Dataset excerpts on object pointing:
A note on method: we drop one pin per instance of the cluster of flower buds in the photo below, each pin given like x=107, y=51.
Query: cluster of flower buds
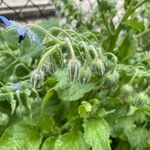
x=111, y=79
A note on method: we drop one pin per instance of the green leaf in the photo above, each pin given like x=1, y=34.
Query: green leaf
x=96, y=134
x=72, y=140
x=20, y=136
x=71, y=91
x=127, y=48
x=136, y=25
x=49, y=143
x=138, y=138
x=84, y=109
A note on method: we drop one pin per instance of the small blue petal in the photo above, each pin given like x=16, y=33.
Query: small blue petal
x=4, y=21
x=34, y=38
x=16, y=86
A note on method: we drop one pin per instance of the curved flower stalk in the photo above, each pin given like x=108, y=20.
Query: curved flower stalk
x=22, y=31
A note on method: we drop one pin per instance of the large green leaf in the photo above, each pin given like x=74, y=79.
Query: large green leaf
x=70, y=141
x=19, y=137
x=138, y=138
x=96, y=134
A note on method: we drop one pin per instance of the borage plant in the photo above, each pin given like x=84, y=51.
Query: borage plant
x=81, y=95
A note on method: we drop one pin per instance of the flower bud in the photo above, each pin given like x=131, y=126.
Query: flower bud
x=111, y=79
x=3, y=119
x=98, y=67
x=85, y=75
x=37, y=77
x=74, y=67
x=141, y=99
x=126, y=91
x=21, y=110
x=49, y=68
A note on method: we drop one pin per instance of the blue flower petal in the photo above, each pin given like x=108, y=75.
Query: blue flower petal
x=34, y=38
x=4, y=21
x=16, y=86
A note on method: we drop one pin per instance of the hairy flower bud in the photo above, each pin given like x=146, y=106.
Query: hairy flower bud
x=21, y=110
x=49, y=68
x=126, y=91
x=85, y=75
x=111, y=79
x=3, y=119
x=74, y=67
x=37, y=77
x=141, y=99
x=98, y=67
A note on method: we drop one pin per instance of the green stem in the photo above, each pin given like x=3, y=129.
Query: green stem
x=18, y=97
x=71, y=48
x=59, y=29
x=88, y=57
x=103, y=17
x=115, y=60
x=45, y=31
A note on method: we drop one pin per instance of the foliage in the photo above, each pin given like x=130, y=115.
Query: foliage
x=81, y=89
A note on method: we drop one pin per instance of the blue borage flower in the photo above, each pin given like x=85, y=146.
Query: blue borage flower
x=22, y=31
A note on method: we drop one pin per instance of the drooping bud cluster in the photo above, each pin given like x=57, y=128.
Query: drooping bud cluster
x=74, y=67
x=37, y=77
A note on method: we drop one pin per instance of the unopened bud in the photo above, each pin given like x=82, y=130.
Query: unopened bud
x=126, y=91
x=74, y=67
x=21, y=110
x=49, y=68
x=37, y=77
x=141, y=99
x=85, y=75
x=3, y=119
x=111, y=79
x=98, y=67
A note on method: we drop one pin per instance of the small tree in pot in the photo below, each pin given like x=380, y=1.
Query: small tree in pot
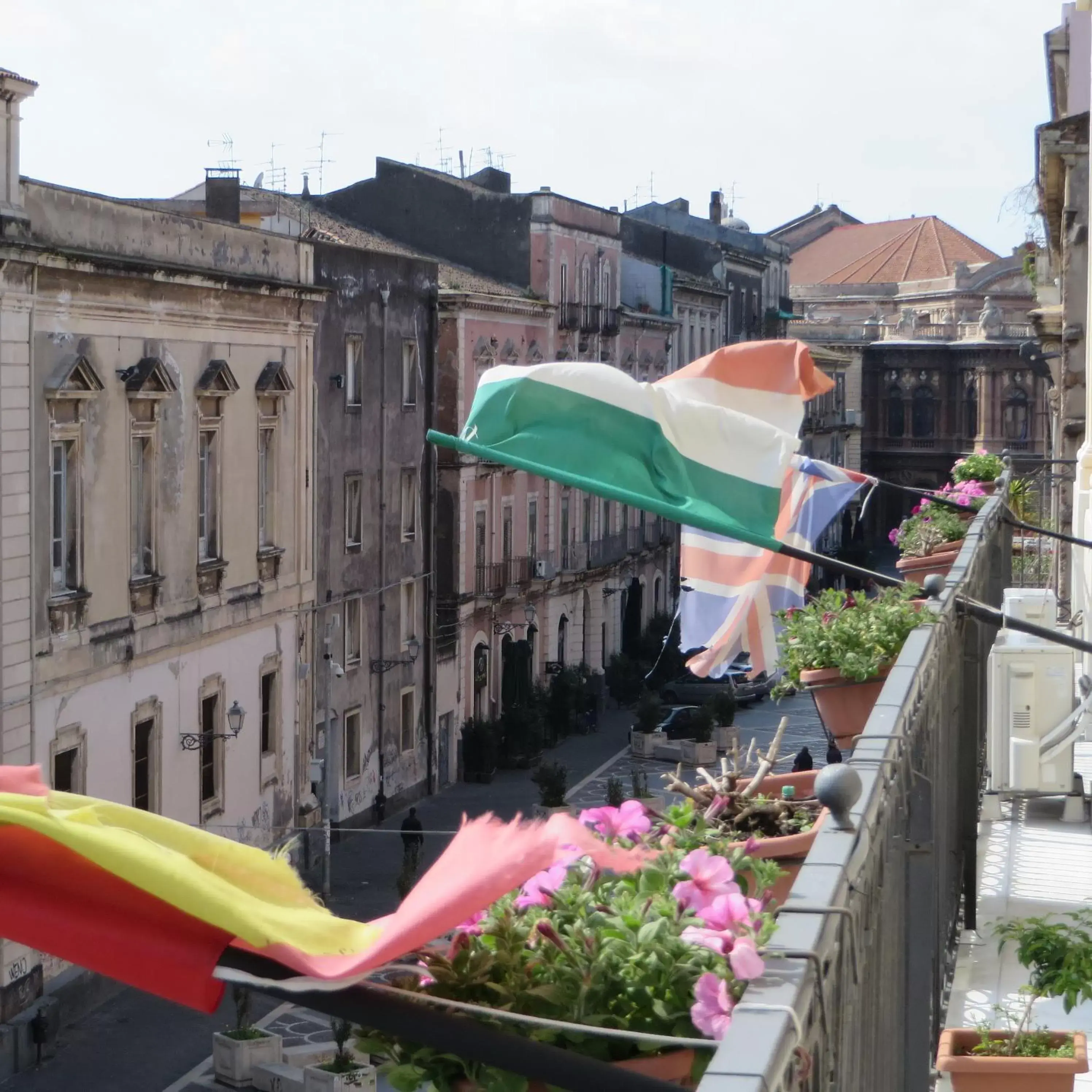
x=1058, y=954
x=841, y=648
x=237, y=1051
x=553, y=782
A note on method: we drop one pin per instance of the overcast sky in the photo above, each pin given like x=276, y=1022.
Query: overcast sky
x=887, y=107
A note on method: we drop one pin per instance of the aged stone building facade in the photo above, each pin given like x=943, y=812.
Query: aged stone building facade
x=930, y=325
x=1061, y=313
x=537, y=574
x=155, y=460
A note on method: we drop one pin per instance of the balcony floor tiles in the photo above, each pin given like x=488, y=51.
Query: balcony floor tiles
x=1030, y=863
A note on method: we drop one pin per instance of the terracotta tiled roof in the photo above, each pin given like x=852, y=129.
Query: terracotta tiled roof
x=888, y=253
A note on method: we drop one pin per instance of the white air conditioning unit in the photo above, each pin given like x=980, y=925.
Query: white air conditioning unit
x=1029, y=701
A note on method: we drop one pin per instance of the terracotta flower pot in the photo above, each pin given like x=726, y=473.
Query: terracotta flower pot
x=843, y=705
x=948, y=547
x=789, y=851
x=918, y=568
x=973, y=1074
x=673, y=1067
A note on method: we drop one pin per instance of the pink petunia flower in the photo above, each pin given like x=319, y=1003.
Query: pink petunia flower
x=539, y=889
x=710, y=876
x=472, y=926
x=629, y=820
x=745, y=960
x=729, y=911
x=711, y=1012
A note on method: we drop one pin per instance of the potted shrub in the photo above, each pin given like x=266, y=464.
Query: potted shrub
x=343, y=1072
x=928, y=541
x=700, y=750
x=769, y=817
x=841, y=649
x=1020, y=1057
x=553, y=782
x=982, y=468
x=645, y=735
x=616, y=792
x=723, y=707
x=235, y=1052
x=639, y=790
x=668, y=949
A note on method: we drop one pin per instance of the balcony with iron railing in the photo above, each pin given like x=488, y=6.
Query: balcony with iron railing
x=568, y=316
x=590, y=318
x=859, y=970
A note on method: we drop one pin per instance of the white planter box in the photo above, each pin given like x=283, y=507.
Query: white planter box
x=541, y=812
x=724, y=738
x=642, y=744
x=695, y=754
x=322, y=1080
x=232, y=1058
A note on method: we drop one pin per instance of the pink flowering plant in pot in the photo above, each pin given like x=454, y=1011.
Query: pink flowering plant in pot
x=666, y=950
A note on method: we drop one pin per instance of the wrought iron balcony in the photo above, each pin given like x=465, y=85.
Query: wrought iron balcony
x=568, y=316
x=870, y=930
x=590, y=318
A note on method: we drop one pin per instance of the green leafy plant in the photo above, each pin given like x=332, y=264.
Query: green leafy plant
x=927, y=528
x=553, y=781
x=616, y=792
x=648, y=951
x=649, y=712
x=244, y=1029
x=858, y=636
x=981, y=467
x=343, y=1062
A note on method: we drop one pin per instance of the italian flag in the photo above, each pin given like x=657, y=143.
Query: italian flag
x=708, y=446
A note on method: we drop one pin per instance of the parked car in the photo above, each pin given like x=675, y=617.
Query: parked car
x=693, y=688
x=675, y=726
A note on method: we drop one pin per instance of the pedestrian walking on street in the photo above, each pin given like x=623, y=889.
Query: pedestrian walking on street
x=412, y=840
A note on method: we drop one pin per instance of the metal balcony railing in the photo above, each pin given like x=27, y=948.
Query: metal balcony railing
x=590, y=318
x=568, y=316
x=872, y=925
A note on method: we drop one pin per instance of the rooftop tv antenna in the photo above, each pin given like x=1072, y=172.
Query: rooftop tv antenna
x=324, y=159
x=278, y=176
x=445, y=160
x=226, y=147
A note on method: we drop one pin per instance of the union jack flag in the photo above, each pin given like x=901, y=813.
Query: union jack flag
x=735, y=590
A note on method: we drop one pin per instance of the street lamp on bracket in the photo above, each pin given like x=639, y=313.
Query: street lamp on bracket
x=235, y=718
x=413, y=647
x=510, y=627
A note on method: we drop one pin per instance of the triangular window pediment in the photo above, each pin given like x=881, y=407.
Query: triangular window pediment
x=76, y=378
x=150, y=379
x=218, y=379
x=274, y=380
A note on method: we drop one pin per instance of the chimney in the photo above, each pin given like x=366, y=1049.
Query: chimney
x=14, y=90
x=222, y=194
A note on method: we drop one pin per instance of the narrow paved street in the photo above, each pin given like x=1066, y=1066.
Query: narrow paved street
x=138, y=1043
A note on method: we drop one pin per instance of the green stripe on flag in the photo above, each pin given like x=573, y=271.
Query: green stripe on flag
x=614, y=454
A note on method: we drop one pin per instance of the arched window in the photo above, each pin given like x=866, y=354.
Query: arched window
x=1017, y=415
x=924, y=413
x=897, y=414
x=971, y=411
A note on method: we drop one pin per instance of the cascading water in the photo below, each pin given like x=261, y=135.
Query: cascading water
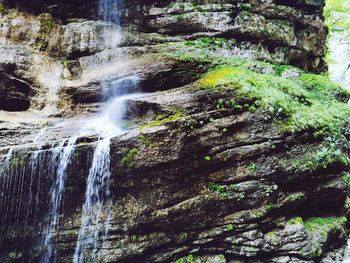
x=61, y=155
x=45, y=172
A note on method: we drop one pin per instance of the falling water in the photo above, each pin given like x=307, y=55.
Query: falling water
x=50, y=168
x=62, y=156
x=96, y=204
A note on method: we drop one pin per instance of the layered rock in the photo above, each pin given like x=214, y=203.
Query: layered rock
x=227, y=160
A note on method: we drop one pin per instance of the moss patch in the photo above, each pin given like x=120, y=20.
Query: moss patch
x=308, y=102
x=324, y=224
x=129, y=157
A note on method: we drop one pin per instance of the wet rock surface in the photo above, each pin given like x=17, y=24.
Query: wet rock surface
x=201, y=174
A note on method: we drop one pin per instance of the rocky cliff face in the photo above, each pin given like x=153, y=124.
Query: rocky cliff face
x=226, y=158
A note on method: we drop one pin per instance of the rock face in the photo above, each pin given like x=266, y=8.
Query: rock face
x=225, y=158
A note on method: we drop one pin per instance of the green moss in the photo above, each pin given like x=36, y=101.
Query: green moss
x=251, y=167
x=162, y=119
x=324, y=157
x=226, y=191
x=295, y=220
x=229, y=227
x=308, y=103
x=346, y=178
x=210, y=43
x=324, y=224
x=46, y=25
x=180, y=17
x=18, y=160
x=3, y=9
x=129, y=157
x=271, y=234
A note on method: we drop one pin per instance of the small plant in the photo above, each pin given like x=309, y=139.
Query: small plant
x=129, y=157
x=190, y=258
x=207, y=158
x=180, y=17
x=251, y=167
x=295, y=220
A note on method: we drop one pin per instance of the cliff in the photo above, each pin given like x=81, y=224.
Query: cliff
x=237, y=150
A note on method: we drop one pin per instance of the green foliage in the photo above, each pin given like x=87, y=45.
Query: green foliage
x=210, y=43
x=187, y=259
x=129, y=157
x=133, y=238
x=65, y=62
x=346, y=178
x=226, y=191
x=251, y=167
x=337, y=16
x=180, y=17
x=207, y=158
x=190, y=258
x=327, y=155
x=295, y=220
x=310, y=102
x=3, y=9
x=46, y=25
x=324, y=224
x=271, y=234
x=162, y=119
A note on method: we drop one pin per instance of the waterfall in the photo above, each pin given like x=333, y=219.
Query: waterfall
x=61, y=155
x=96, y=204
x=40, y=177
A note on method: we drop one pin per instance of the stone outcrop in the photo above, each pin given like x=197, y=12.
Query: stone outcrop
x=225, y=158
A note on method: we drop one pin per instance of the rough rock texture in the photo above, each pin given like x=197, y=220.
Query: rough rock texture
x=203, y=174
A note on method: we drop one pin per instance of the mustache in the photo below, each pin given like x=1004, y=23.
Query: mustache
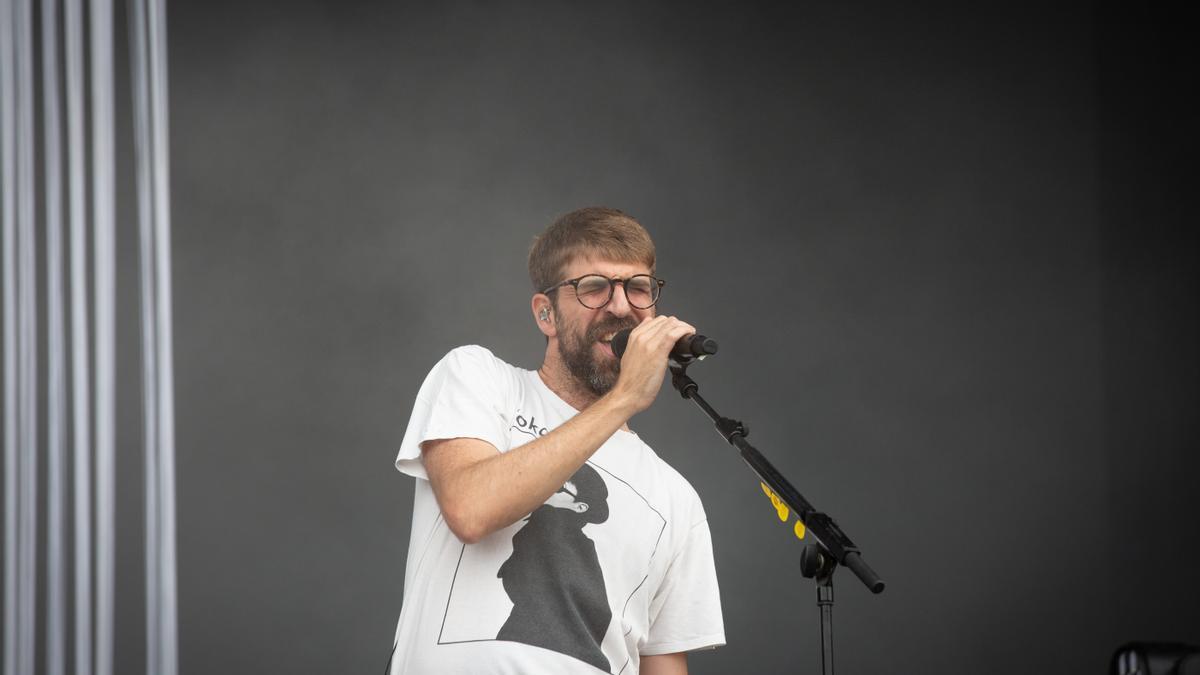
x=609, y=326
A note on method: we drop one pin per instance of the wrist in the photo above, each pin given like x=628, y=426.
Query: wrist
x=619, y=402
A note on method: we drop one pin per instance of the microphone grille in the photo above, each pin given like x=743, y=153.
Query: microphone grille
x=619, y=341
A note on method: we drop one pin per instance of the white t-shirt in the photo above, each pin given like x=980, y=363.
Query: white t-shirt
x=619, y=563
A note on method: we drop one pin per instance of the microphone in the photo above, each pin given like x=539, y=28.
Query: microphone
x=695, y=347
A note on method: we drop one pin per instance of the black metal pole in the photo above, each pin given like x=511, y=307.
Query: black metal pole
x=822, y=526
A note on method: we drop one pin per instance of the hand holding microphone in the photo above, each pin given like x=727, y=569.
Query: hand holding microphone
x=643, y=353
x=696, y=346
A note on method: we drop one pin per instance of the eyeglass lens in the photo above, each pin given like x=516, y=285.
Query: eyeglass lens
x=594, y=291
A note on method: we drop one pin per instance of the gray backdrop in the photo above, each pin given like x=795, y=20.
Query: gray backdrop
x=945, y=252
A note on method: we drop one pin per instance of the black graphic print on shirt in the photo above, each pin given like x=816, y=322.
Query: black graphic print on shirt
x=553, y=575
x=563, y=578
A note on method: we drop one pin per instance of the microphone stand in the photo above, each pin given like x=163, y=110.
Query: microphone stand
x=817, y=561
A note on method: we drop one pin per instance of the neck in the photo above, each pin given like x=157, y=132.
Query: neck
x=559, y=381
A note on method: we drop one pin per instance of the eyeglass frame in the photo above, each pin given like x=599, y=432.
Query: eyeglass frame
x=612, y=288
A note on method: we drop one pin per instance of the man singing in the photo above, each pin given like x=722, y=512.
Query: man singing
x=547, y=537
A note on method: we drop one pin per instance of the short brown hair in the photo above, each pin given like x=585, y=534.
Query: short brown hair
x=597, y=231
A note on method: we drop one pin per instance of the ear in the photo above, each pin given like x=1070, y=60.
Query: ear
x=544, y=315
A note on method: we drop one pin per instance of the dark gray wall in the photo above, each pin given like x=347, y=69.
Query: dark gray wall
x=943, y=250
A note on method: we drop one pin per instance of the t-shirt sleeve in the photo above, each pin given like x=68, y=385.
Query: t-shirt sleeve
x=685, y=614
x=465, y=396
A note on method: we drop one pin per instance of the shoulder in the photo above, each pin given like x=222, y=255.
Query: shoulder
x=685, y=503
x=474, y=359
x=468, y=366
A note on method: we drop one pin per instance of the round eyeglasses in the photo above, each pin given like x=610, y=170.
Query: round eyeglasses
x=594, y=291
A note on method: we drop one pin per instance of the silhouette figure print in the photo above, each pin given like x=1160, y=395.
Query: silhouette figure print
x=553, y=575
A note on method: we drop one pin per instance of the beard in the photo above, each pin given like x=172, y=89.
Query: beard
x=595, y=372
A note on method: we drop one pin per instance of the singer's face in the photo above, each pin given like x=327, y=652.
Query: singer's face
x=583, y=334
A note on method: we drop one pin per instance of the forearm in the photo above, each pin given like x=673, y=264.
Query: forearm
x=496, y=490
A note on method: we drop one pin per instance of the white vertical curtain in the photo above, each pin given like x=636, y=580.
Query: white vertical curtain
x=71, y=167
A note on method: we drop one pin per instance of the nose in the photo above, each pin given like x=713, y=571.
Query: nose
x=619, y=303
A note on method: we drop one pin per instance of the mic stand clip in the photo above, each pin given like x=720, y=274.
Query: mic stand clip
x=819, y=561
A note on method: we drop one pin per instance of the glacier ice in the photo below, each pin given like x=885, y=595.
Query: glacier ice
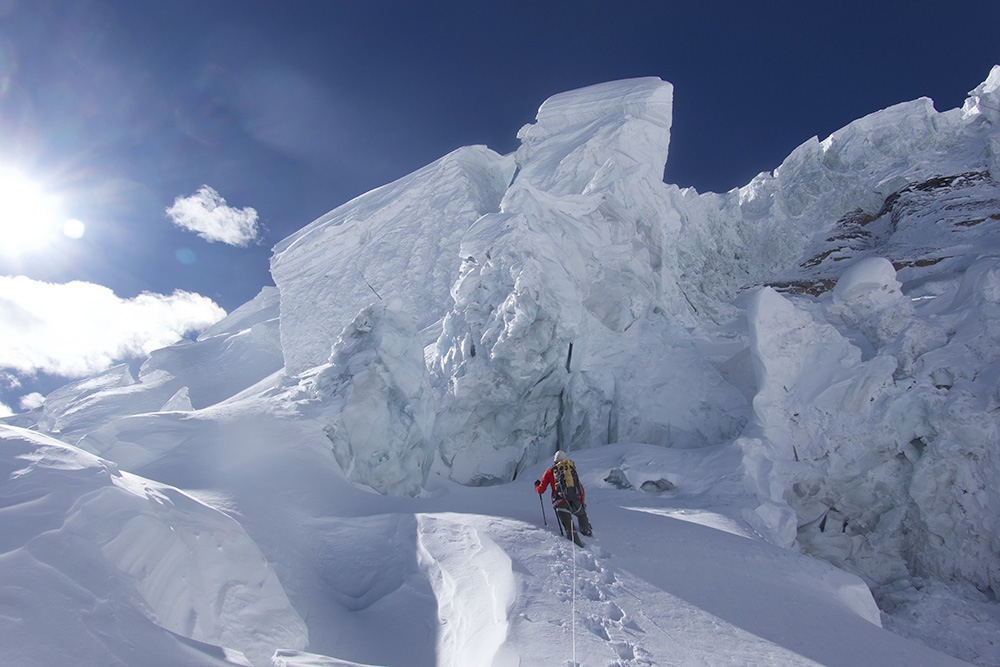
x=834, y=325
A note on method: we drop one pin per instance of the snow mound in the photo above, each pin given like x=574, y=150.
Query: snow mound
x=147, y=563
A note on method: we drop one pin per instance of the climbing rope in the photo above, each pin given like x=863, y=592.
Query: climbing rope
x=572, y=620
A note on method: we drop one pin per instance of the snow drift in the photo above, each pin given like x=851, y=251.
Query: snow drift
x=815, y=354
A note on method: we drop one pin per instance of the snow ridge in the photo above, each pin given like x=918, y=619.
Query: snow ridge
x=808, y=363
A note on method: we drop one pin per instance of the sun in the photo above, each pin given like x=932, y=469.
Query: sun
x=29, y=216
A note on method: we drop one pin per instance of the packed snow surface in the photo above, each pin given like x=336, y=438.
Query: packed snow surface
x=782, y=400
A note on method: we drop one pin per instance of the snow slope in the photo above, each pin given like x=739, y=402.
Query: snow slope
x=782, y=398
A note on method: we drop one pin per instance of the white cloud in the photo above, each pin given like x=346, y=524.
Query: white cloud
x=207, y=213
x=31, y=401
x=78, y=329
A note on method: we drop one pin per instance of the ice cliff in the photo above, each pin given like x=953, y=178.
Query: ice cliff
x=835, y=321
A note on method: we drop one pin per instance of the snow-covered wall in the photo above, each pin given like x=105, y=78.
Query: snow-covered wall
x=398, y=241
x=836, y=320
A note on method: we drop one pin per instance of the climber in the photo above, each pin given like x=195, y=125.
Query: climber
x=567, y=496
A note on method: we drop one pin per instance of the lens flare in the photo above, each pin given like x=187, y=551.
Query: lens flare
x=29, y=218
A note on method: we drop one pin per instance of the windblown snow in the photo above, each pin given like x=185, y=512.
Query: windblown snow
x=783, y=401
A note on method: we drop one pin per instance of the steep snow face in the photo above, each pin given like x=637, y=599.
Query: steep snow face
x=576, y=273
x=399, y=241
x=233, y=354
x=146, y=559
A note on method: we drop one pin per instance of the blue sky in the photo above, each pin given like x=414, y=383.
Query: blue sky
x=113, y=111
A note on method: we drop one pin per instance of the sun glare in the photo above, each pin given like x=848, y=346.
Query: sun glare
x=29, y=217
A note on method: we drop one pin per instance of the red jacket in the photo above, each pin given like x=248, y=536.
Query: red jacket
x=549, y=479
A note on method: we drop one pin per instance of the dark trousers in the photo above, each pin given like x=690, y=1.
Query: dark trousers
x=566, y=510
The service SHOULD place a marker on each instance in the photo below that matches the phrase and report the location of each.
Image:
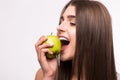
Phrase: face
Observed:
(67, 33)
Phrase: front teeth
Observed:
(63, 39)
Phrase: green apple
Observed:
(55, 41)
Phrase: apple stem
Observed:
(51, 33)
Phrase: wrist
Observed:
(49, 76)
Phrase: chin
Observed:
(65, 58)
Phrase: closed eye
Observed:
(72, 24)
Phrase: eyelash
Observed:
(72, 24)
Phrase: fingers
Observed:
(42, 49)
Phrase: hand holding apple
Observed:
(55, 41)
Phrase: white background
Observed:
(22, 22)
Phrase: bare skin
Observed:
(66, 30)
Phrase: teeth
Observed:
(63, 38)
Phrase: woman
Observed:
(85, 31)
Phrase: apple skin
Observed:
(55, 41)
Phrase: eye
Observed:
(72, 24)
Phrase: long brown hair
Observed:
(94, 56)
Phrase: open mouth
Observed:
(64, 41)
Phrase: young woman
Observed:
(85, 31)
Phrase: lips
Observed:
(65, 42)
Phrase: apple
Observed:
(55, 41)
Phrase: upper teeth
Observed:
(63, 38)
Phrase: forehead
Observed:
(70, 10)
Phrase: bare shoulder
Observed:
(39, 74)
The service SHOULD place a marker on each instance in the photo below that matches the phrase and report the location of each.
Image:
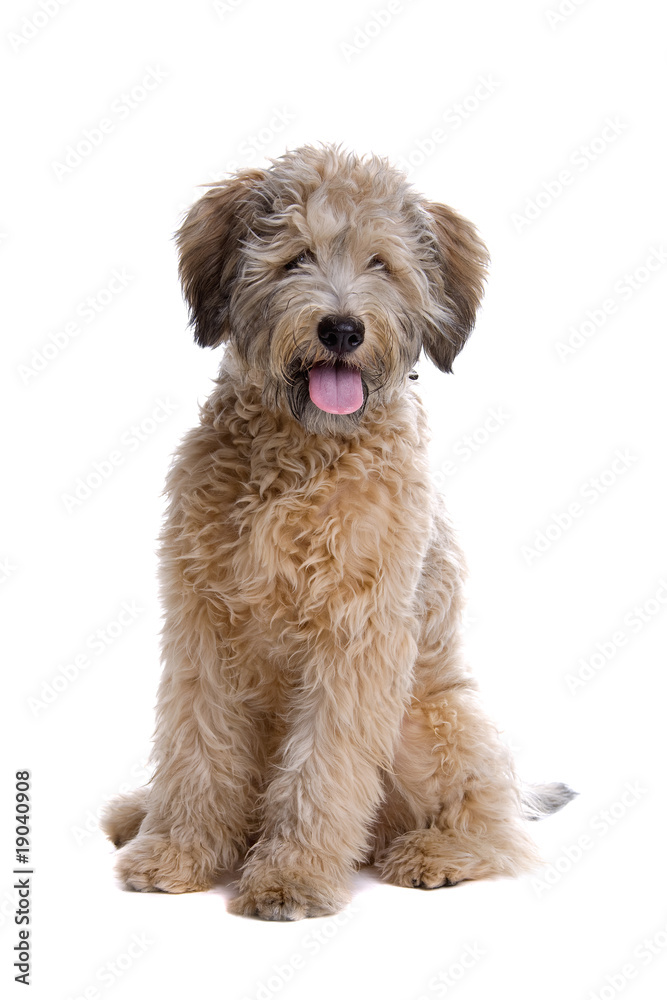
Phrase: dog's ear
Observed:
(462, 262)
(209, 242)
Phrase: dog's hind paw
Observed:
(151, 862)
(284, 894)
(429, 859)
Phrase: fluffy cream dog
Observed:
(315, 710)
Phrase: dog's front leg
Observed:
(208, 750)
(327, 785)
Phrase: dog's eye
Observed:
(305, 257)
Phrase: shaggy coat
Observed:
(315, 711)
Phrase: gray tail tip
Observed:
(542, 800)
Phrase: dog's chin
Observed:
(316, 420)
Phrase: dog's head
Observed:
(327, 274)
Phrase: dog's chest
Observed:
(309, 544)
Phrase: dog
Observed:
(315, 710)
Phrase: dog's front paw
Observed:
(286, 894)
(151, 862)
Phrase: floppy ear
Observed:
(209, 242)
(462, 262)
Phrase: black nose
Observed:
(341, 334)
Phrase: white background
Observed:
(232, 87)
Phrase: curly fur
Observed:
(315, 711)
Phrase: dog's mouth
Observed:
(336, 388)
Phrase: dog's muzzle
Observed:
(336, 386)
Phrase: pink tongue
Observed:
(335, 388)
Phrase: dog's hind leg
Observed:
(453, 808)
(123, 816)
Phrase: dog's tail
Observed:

TASK INSTRUCTIONS: Every line from the one with "Phrase: bare shoulder" through the last line of the material gets printed exactly, and nothing more. Omit the pictures.

SOLUTION TO THE EXERCISE:
Phrase: bare shoulder
Observed:
(39, 74)
The service SHOULD place a marker on each instance in the photo below that matches the phrase and report the location of each.
Image:
Phrase: dog's ear
Observed:
(462, 262)
(209, 242)
Phrase: dog's hind paw
Observed:
(151, 862)
(284, 894)
(429, 859)
Phrase: fluffy cream dog
Observed:
(315, 710)
Phrase: dog's front leg
Observed:
(208, 750)
(327, 785)
Phrase: dog's eye
Observed:
(305, 257)
Phrase: shaggy coat
Observed:
(315, 711)
Phrase: gray tail tip
Observed:
(542, 800)
Phrase: dog's chin
Observed:
(316, 420)
Phrase: dog's head
Observed:
(327, 274)
Phrase: dog's chest
Observed:
(309, 544)
Phrase: dog
Observed:
(315, 710)
Phrase: dog's front paw
Observed:
(286, 894)
(151, 862)
Phrase: floppy ear
Observed:
(209, 242)
(462, 262)
Phrase: black nose
Observed:
(341, 334)
Phrase: white background
Observed:
(232, 87)
Phrase: curly fur
Observed:
(315, 711)
Phrase: dog's mouth
Observed:
(336, 388)
Phrase: dog's muzzle
Observed:
(336, 386)
Phrase: pink tongue
Observed:
(335, 388)
Phrase: dog's hind leg
Observed:
(453, 808)
(123, 816)
Phrase: dog's tail
Observed:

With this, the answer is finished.